## Page extract
+ + +
A group of Erie businessman and women were able to persuade Palmer to come attend the Greater Erie Charity Golf Tournament at The Kalikwa Club in 1994.
Savocchio, a popular three-term mayor from 1990 to 2002 when term limits ended her tenure, said the day was one of her favorites as mayor.
“It was absolutely fantastic,” she says. “We knew what a busy man he was, but he couldn’t have been more kind. I’ve always wondered if he knew how much it meant to the people of Erie for him to come to town and spend time raising money for us. It was truly special.”
She said mayors have discretion to commemorate famous locals or visitors with proclamations and keys to the city. She gave Palmer both. It was Arnold Palmer Day and he got the key to the city.
She invites Palmer to come back at his convenience for dinner at Bertrand’s, the popular French restaurant off Perry Square in downtown Erie or for steaks at Under The Clock. He’d be welcome for free lodging, too, at the posh Sheraton near the heart of town, she said.
Savocchio says she was stingy about giving keys always, believing the honor should be preserved to ensure it’s prestige. She said she gave out fewer than 100 during her 12 year term. Other recipients include Dan Quayle, Bill Clinton, Bishop Desmond Tutu and -- a personal favorite of hers -- the great Chubby Checker.
“Oh, I loved him,” she says. “He was thrilled to get his and said no one had ever given him a key to the city before. He said if we ever needed a favor, he’d be happy to help. And he did. A few years later I was putting together ‘We Love Erie Days!’ and needed a headliner. His promotion people refused us saying we couldn’t afford him. I got in touch with him and he knocked $7,000 off his usual fee and came and put on a great show for us.
“Still, the key to the city I presented to Arnold Palmer was the best one I’ve ever given. Everybody loves Arnie.”
Looking over the spread of keys from localities all across the country is like hearing Johnny Cash sing the “I’ve Been Everywhere, Man” song from the popular commercials featuring a national hotel chain. It would be fun to hear Palmer recite the names of all keys to the same tune made famous by Cash:
I got keys from Jacksonville, Pittsburgh, West Palm Beach, Sacramento, Independence, Miami, Jackson, Tennessee, Manchester, Indianapolis, Memphis, Clearwater, Dayton, Fort Worth, Augusta, Georgia, Latrobe . . .
I got keys from everywhere, man, I got keys from everywhere!
Some recent or unusual key recipients include hero pilot Chesley “Sully” Sullenberger, who was awarded keys to New York City and his hometown of Danville, California, for safely crash landing his USAirways flight into the Hudson River and saving the lives of 155 crew and passengers.
The Big Apple also gave keys to Capt. Richard Phillips and crewman William Rios for their heroic roles aboard the Maersk Alabama after it was hijacked by ill-fated Somali pirates.
Detroit has an eclectic group of key recipients. Award-winning composer and pianist Geri Allen has one, as do Detroit Red Wing great Steve Yzerman and Detroit native and Pittsburgh Steeler star Jerome Bettis. The trio make unlikely company with then-Iraqi President Saddam Hussein who was given a key in 1980 by then-Mayor Coleman Young for having donated hundreds of thousands of dollars to a local church.
Detroit has never given one to Palmer, though. Maybe the city should consider revoking Hussein’s and giving his to Palmer. It might help change the struggling city’s fortunes.
Really, as welcome as the ceremonial trinkets are, Palmer doesn’t really need a key to unlock all the doors to any city.
He long ago secured keys to the hearts of most of the people around the world and that’s been worth more than the most lavish and sparkling metropolis could ever hope to offer.
+ + +
## Extracted records
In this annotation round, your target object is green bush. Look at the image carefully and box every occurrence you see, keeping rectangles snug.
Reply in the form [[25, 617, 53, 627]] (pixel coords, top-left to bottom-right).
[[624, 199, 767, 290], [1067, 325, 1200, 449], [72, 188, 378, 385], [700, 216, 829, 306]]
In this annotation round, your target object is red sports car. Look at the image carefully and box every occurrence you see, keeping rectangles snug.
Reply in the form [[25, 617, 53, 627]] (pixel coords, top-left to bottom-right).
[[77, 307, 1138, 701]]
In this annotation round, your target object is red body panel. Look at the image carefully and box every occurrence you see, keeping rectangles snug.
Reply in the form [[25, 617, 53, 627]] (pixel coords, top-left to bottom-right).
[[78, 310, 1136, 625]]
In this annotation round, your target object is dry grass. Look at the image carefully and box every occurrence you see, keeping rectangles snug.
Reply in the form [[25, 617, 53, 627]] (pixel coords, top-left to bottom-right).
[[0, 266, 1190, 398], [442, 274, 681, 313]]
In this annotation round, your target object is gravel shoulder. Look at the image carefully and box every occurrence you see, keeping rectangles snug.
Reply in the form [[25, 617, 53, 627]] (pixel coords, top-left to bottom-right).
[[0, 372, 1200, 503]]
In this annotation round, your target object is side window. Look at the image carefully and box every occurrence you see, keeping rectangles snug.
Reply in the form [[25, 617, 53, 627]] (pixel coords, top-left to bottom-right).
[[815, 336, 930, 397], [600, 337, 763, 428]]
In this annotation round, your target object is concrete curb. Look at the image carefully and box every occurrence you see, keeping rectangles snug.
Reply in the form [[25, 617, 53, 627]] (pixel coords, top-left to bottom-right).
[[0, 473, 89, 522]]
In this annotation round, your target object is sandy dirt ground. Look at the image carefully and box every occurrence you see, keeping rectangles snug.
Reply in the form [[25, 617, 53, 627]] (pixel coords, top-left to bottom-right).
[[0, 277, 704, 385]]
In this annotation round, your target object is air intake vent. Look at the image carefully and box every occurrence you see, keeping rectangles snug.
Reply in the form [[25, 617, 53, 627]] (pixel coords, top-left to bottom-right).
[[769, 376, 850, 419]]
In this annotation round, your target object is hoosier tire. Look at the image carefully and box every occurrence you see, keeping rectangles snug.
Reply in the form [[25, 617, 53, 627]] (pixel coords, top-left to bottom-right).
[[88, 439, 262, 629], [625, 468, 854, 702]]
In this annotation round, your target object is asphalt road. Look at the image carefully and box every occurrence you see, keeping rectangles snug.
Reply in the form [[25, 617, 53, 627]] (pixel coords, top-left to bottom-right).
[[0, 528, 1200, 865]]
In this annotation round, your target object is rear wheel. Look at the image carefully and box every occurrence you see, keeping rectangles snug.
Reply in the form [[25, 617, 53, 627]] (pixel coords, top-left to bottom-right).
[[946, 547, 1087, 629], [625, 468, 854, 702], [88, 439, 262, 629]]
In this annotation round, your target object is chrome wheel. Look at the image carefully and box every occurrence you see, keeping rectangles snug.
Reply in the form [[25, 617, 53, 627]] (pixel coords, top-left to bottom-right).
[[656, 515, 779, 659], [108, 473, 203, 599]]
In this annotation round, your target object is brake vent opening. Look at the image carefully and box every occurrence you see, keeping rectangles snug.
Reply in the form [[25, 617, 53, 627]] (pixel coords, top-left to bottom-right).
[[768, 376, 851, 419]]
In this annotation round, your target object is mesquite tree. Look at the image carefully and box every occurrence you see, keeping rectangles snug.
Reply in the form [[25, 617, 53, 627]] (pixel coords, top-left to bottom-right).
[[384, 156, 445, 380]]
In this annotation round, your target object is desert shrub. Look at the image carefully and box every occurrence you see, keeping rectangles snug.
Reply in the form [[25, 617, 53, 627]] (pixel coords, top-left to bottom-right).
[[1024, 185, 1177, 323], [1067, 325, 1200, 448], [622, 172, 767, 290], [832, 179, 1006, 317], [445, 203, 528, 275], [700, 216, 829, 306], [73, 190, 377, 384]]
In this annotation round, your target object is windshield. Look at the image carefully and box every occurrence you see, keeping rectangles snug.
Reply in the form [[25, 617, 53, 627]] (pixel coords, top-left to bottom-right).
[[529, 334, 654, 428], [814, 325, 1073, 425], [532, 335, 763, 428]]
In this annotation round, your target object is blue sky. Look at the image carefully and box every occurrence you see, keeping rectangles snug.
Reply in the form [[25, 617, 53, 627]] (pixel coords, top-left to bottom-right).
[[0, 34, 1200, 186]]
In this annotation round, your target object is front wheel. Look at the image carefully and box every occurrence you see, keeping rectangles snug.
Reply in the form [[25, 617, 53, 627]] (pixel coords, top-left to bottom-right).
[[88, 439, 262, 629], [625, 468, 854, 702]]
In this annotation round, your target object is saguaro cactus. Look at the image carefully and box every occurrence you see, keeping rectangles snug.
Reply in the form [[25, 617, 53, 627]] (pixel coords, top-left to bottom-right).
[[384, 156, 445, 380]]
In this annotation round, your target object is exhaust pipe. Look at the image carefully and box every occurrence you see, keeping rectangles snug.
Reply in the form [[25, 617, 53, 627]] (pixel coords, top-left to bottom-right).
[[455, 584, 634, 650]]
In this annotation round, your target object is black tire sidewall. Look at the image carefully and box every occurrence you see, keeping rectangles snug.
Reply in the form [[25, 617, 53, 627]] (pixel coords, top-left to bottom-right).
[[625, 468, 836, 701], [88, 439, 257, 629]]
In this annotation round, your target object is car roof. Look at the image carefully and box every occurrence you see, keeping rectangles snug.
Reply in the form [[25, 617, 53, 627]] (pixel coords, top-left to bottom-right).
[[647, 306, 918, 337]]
+ + +
## Task goal
Set down, word for word, the passage of the key-to-the-city article that begins with "I got keys from everywhere, man, I" and ends after "crew and passengers.".

## Answer space
I got keys from everywhere, man, I got keys from everywhere!
Some recent or unusual key recipients include hero pilot Chesley “Sully” Sullenberger, who was awarded keys to New York City and his hometown of Danville, California, for safely crash landing his USAirways flight into the Hudson River and saving the lives of 155 crew and passengers.